Source:
# # #
Introduction
Notre monde actuel est en pleine effervescence : depuis les guerres jusqu’aux catastrophes naturelles en passant par les crises politiques, toute l’humanité semble être engagée dans un processus d’incertitudes sans précédent. Ce qui emmène à réfléchir sur la gestion du quotidien de nos pays, surtout de notre Afrique francophone en particulier. C’est dans cette mutation que la question du rapport entre les pouvoirs de l’ancien colon incarné par la France, et ceux des anciennes colonies incarnées par les pays africains, se pose. Il s’agit de la perception du rapport de l’un face à l’autre en ces temps nouveaux, après plus de 60 ans d’indépendance. En d’autres termes, vu l’étroitesse des relations entre eux, quel modèle de relations entretenir dans tous les domaines y compris celui de démocratie ?
Notre réflexion se basera sur le rapport d’information sur la politique française de défense en Afrique publié en 2024, les reportages de presse tels que l’article de François Soudan dans JA n°3137 de juin 2024 et des cas pratiques sur le continent africain.
Le mouvement du sentiment antifrançais
Dans « La France face au choc du souverainisme africain », François Soudan résume les travaux de la commission de la défense nationale et des forces armées portant recueil d’auditions de la commission sur la politique française de défense en Afrique (M. Thomas Gassilloud), déposés le mercredi 10 avril 2024. L’axe central de son résumé est que la France a des difficultés en Afrique, parce qu’elle est mal perçue dans l’opinion publique de plus en plus jeune qui, veut se libérer du lourd poids du colon encore présent trop longtemps sous les tropiques. Ce mouvement désormais appelé « souverainiste » fait le chou gras de toutes les presses et chapelles politiques en hexagone comme en Afrique, et semble être utilisé à tort et à raison en fonction du positionnement et objectif des acteurs. Partant des réactions des officiels français dans des différentes crises politiques en Afrique francophone, il met le doigt sur les facteurs qui encouragent ce qu’il est convenu d’appeler le « sentiment antifrançais repose sur une vision néo souverainisme qui gagne en ampleur non seulement auprès des jeunes mais aussi au sein des classes moyennes, voire de certaines sphères dirigeantes, et s’étend à toutes les couches de la société. ».
# # #
Enregistrements présentés:
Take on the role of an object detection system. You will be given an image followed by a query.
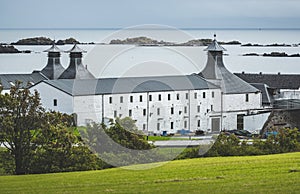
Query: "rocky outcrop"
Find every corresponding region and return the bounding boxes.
[11,37,53,45]
[0,45,31,53]
[11,37,80,45]
[109,36,241,46]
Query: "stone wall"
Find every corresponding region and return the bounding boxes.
[261,109,300,134]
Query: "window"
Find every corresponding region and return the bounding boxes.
[53,99,57,106]
[236,114,244,130]
[246,94,249,102]
[140,95,143,102]
[128,109,132,117]
[184,121,187,129]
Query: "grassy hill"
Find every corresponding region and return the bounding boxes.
[0,153,300,193]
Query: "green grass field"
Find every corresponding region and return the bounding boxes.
[0,153,300,194]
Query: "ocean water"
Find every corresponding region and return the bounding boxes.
[0,28,300,77]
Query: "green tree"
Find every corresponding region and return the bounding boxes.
[0,82,44,174]
[0,82,101,174]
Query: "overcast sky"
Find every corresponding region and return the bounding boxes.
[0,0,300,28]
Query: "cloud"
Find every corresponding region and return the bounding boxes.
[0,0,300,28]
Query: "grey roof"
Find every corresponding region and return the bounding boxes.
[251,83,274,105]
[199,45,259,94]
[38,74,218,96]
[204,39,226,51]
[44,44,64,53]
[66,44,87,53]
[235,73,300,89]
[58,61,95,79]
[0,71,47,90]
[41,60,65,79]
# # #
Consigne:
Rédigez la suite du texte sur les relations entre la France et l'Afrique francophone en partant de sa dernière phrase.

Résultat attendu:
Ainsi, l’échec des mouvements citoyens et l’impasse de la majorité des transitions démocratiques sont devenus la lame de fond de ce phénomène plus ou moins populiste qui met la France au bac de l’accusé et faisant d’elle le bouc émissaire de proximité sur qui l’opprobre est jeté tous azimuts. Le néo souverainisme est très répandu sur les RS à cause de l’échec du système éducatif : « ce néo souverainisme utilise massivement les réseaux sociaux avec d’autant plus de facilité qu’il émerge au terme de deux décennies de faillite éducative des Etats, lesquels ont produit des légions d’analphabètes numérisés prompts à ingérer n’importe quelle fakenews. » Les facteurs qui encouragent la radicalisation de plus en plus brutale de cette opinion africaine sont nombreux dont les principaux sont : les bases militaires, le franc CFA, la pratique restrictive, voire humiliante, de délivrance des visas mais aussi et surtout le jeu clair-obscur des officiels français face aux crises politiques en Afrique francophone. Pour preuve, des coups d’Etats militaires et constitutionnels sont applaudis pendant que d’autres non. C’est à croire que l’intérêt de la France prédominerait contre toute norme et principe de vérité, de justice et de démocratie. En fonction de son intérêt, elle pivote dans un sens ou dans l’autre sans se soucier des conséquences de l’autre côté de la mer Méditerranée. Ce qui amène Alain Antil à appeler « l’asymétrie des connaissances », entendu comme : « nos partenaires, dit-il, nous connaissent beaucoup mieux que nous ne les connaissons. Ils savent travailler la relation du faible au fort. » Voilà l’attitude de la France envers ses partenaires africains.
Quelle France et quel occident pour la démocratie en Afrique ?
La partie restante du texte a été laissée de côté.